DATA RECORDS: Begin

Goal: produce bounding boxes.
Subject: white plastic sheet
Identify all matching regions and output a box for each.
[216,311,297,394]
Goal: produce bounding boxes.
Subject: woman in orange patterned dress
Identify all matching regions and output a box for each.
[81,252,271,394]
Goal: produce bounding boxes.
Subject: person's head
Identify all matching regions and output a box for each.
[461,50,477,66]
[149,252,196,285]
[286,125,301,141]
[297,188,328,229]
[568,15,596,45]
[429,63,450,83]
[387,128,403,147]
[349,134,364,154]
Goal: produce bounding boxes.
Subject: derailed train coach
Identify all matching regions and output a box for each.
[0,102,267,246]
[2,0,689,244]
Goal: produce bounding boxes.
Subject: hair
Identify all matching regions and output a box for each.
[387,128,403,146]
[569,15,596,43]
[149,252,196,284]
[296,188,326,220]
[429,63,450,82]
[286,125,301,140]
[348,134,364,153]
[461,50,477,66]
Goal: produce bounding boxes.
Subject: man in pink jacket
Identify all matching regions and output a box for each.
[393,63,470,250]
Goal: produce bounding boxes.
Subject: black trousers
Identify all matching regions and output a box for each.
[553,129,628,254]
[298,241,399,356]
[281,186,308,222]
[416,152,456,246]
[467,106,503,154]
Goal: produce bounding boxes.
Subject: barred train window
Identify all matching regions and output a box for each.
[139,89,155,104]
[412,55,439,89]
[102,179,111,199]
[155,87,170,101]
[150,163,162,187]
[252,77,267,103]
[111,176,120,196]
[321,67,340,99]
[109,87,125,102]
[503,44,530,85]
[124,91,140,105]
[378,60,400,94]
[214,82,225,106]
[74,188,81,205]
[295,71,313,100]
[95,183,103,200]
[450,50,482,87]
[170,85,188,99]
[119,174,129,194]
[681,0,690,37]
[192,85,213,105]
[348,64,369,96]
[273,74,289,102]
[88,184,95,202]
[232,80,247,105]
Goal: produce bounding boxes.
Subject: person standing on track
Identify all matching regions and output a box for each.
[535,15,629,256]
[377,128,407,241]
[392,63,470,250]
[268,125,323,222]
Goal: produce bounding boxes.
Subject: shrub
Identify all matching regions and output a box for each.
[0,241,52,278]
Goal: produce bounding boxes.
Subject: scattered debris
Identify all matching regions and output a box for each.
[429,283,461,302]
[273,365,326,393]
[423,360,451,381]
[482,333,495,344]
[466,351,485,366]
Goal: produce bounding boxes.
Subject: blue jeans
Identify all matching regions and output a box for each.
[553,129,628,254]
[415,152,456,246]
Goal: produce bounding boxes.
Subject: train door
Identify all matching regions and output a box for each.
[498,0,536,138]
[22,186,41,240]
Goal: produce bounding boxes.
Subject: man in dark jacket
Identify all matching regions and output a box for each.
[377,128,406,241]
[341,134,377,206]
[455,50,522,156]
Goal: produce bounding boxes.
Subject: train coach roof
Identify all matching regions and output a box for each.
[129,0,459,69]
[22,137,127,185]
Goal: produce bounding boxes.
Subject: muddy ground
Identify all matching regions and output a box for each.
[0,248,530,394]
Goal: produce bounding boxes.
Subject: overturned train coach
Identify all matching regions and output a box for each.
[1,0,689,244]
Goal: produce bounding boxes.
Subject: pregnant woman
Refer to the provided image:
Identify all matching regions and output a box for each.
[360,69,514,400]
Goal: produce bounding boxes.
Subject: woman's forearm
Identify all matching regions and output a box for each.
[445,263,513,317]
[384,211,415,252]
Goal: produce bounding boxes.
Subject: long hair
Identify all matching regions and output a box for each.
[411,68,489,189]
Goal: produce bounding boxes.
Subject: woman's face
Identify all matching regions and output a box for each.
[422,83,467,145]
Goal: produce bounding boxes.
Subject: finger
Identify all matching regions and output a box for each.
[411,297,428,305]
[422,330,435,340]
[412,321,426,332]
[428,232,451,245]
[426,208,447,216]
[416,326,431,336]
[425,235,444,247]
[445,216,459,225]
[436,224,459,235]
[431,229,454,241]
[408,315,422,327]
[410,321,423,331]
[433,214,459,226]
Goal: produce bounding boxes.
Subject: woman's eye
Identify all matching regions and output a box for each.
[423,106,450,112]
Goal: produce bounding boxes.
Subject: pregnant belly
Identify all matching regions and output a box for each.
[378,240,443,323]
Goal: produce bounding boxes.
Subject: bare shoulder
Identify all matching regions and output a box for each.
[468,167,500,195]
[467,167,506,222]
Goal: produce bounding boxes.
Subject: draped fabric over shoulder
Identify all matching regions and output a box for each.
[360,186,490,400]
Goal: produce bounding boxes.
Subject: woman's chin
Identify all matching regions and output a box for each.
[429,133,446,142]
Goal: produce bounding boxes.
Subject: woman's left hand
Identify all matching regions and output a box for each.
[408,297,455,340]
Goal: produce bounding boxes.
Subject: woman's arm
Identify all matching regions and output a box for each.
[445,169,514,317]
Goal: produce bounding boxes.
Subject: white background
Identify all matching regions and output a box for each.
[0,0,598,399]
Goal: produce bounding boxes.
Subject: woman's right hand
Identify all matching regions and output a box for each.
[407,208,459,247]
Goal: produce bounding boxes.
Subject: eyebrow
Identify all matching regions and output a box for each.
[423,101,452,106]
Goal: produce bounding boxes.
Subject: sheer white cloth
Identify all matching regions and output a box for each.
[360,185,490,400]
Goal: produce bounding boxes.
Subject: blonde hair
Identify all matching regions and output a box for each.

DATA RECORDS: End

The full set of records, transcribed exactly, is the answer.

Goal: produce bounding boxes.
Subject: white plastic sheet
Identify all matching regions and output a box for each.
[216,311,297,394]
Goal: produce bounding boxes.
Subject: woman in orange patterned dress
Identify all matching regions and output a box for each.
[81,252,271,394]
Goal: produce bounding boxes.
Subject: person's head
Identify all matching regions and output a box for each.
[461,50,477,66]
[149,252,196,285]
[286,125,301,141]
[297,188,328,229]
[568,15,596,45]
[429,63,450,83]
[387,128,403,147]
[349,134,364,154]
Goal: produce bounding boxes.
Subject: derailed train coach
Identify all matching regions and output a box for each.
[0,102,267,246]
[2,0,689,244]
Goal: produce bounding boxes.
Subject: hair
Identify all matching regions and output a box for each.
[387,128,403,146]
[569,15,596,43]
[149,252,196,284]
[296,188,326,220]
[429,63,450,82]
[286,125,301,140]
[348,134,364,153]
[461,50,477,66]
Goal: produce bounding boxes.
Subject: man in pink jacket
Identify all matching regions and output a box for each.
[393,63,470,250]
Goal: produce bounding boxes.
Subject: black trousers
Identify all matching regions and output a box for each.
[553,129,628,254]
[298,241,399,356]
[281,186,308,222]
[416,152,456,246]
[467,106,503,154]
Goal: produce bounding boxes.
Subject: barred train window
Identify all matching regions and output a box for each.
[139,89,155,104]
[412,55,439,89]
[102,179,111,199]
[155,87,170,101]
[150,163,162,187]
[252,77,267,103]
[111,176,120,196]
[321,67,340,99]
[109,87,125,102]
[503,44,530,85]
[124,91,140,105]
[378,60,400,94]
[214,82,225,106]
[74,188,81,205]
[295,71,313,100]
[95,183,103,200]
[450,50,482,87]
[170,85,188,99]
[119,174,129,194]
[681,0,690,37]
[192,85,213,105]
[348,64,369,96]
[273,74,289,102]
[88,184,95,202]
[232,80,247,105]
Goal: produce bounding boxes.
Subject: person standing on track
Identify all matching regions and output a box for each.
[535,15,629,256]
[377,128,407,241]
[392,63,470,250]
[268,125,323,222]
Goal: produce bounding boxes.
Subject: shrub
Identify all matching regions and output a box for each.
[0,241,52,278]
Goal: produce bounding boxes.
Subject: scattered debris
Identify all matching regions and output a box for each.
[429,283,461,302]
[273,365,326,393]
[423,360,451,381]
[482,333,495,344]
[466,351,485,366]
Goal: produce bounding boxes.
Subject: blue jeans
Identify all matching regions and output a box for each.
[553,129,628,254]
[415,152,456,246]
Goal: produce bounding boxes.
Subject: train door
Identify all matching regions and output a box for each.
[498,0,536,138]
[22,186,41,240]
Goal: produce bounding boxes.
Subject: man in dark jacket
Identify all matching regions and output a box for each.
[377,128,406,241]
[341,134,377,206]
[455,50,522,156]
Goal: produce bounding boxes.
Subject: train coach roof
Identify all matching regions and output a box for each.
[129,0,459,69]
[22,137,127,185]
Goal: produce bounding boxes.
Subject: muddy ground
Identify all matching regions and output a box for each.
[0,248,530,394]
Goal: produce bounding boxes.
Subject: overturned train coach
Identify all matching regions and output a box for each.
[1,0,689,244]
Goal: produce bounding boxes.
Subject: pregnant woman
Refer to the provided image:
Identify all matching regions and output a box for each.
[360,69,514,400]
Goal: produce bounding boxes.
Subject: woman's forearm
Identify all matching regions and output a box for each.
[445,263,513,317]
[384,211,415,252]
Goal: produce bounding boxes.
Subject: long hair
Identify all matching regions and output a box for each.
[411,68,489,189]
Goal: produce bounding boxes.
Subject: woman's face
Identify all matching regions and output a box for each.
[422,83,467,145]
Goal: produce bounding boxes.
Subject: finger
Identify all matching regions and output a box for each.
[411,297,428,305]
[422,330,435,340]
[412,321,426,332]
[428,232,451,245]
[426,208,447,216]
[416,326,431,336]
[425,235,444,247]
[445,216,459,225]
[436,224,459,235]
[431,229,454,241]
[408,315,422,327]
[410,321,423,331]
[433,214,459,226]
Goal: produce bounding boxes.
Subject: woman's eye
Identify all matching regions and output a box for each.
[423,106,450,112]
Goal: produce bounding boxes.
Subject: pregnant belly
Identify all matching regions and output a box for each.
[378,240,443,323]
Goal: produce bounding boxes.
Subject: bare shoulder
Identify all matching regions and output a box for each.
[468,167,500,195]
[467,167,506,222]
Goal: produce bounding boxes.
Subject: draped fabric over shoulder
Identify all matching regions and output a box for each.
[360,186,490,400]
Goal: produce bounding boxes.
Subject: woman's chin
Identify all matching regions and output a box for each.
[429,133,446,142]
Goal: produce bounding boxes.
Subject: woman's left hand
Identify all matching regions and output a box for each.
[408,297,455,340]
Goal: produce bounding boxes.
Subject: woman's arm
Identify all matching regions and output a box for each.
[445,169,514,317]
Goal: produce bounding boxes.
Subject: white background
Identify all matching regions and output a box for each.
[0,0,598,399]
Goal: produce bounding boxes.
Subject: woman's right hand
Identify all matching regions and output a box for each.
[407,208,459,247]
Goal: produce bounding boxes.
Subject: eyebrow
Identify all matching regions and output a box for each.
[423,101,452,106]
Goal: produce bounding boxes.
Subject: sheer white cloth
Identify all matching regions and output a box for each.
[360,185,490,400]
Goal: produce bounding boxes.
Subject: blonde hair
Identify all matching regions and output a box for each.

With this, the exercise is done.